━━ DATA FOR PROCESSING

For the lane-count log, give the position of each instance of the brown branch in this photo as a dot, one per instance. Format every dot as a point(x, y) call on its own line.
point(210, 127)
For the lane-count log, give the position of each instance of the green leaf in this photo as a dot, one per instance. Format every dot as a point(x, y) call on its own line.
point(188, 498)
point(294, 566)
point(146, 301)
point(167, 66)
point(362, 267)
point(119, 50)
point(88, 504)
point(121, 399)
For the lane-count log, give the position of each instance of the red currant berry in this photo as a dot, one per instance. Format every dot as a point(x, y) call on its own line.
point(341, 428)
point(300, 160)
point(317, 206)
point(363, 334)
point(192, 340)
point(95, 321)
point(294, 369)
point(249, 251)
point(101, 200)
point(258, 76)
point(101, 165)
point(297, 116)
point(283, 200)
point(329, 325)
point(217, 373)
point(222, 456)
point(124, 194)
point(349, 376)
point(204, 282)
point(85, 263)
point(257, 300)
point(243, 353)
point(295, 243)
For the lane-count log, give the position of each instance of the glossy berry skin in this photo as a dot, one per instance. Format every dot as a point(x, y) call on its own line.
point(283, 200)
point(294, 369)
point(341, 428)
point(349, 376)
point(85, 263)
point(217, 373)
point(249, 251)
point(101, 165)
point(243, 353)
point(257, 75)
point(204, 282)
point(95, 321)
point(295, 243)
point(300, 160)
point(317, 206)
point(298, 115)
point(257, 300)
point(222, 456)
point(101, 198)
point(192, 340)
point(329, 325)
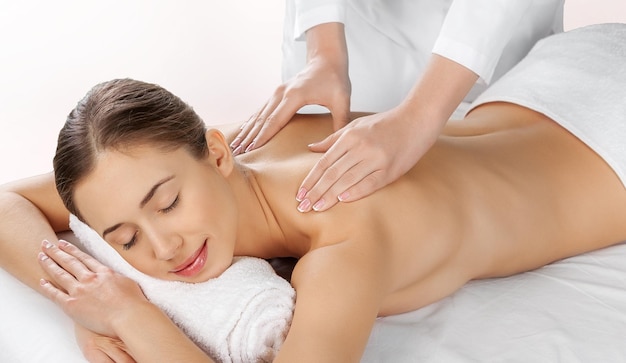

━━━━

**PROBLEM DETAILS**
Rewrite all of the data above, putting "berry tally sheet" wherever "lane-count log" occurs and leaving everything else unchanged. Omit the pictures from your answer.

**THE RESULT**
For the berry tally sheet, give the position of each instance of the brown branch in this photo as a dot, one per instance. Format every dot as a point(x, y) call on its own line.
point(210, 127)
For the berry tally sheet, give the position of each instance of the green leaf in this photo as a dot, one per instance. Format every dot as a point(x, y) call on its own line.
point(188, 498)
point(294, 566)
point(146, 301)
point(167, 66)
point(362, 267)
point(119, 50)
point(88, 504)
point(121, 399)
For the berry tally sheet, give the position of each instance of the red currant berry in this photo as a dot, one per instance. Format every dot as a point(x, y) call on its own line.
point(341, 428)
point(300, 160)
point(317, 206)
point(363, 334)
point(192, 340)
point(95, 321)
point(294, 369)
point(249, 251)
point(101, 200)
point(258, 76)
point(101, 165)
point(297, 116)
point(283, 200)
point(329, 325)
point(217, 373)
point(222, 456)
point(124, 194)
point(349, 376)
point(204, 282)
point(85, 263)
point(257, 300)
point(243, 353)
point(295, 243)
For the berry tally sheet, give the position of each instance of the glossy berry skin in this photo as a dot, one per instance. Format every dot as a point(x, y) call on its own line.
point(283, 200)
point(294, 369)
point(341, 428)
point(349, 376)
point(85, 263)
point(217, 373)
point(249, 251)
point(101, 165)
point(243, 353)
point(257, 75)
point(204, 282)
point(95, 321)
point(295, 243)
point(300, 160)
point(317, 206)
point(298, 115)
point(257, 300)
point(222, 456)
point(101, 198)
point(192, 340)
point(329, 325)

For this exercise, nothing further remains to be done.